### PROVIDED INFORMATION ###

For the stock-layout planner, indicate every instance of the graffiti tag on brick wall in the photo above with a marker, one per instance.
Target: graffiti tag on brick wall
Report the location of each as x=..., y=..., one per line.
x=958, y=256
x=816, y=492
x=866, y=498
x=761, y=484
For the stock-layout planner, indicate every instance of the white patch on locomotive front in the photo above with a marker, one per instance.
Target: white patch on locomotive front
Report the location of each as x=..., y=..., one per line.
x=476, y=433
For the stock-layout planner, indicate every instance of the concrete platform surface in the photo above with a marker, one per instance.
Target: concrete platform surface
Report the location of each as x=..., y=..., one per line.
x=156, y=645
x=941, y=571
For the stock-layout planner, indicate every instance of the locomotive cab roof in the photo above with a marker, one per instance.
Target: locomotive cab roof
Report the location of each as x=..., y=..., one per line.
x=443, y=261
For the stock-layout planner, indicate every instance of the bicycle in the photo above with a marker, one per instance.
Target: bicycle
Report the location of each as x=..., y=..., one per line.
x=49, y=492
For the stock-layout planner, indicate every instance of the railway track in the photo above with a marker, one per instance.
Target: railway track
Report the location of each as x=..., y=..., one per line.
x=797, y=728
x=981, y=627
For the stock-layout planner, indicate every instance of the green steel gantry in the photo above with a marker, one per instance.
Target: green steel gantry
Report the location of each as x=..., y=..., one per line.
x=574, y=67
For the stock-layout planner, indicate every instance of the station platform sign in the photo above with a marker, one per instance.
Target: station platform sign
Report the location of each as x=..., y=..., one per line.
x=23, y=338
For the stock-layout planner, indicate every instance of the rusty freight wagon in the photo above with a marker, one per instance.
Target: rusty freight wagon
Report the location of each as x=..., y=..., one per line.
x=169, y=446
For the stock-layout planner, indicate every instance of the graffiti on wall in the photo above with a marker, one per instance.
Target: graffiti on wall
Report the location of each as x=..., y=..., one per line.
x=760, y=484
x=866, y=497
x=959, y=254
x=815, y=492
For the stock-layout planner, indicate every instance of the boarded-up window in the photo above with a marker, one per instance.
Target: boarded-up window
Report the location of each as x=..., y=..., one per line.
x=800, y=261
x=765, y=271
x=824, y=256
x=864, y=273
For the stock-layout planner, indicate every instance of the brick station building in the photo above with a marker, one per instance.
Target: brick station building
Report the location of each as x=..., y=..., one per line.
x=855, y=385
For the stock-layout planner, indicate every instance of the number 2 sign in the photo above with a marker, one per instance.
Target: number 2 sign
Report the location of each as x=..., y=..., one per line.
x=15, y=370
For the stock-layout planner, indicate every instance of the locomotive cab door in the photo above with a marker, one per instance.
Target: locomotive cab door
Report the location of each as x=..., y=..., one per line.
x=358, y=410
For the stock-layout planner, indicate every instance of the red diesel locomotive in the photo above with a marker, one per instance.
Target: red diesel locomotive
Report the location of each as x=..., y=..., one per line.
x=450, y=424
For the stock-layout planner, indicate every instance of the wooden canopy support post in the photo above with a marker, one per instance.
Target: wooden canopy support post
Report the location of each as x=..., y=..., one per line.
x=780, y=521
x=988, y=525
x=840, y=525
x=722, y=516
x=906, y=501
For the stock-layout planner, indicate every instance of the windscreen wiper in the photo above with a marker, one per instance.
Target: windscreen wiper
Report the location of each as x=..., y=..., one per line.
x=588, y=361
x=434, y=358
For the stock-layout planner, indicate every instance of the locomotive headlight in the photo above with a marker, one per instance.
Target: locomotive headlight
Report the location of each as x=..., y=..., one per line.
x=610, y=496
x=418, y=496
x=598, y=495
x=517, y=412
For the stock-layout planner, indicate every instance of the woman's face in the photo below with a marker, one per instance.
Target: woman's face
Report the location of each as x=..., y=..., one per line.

###

Give back exactly the lines of the listing above that run from the line with "Target: railway track" to the line with "Target: green steel gantry", inclusive.

Target: railway track
Report the location of each as x=..., y=..., one per line.
x=797, y=728
x=981, y=627
For the stock-layout planner, indicate every instance of the green steel gantry in the photo above with a marker, one per instance.
Target: green steel gantry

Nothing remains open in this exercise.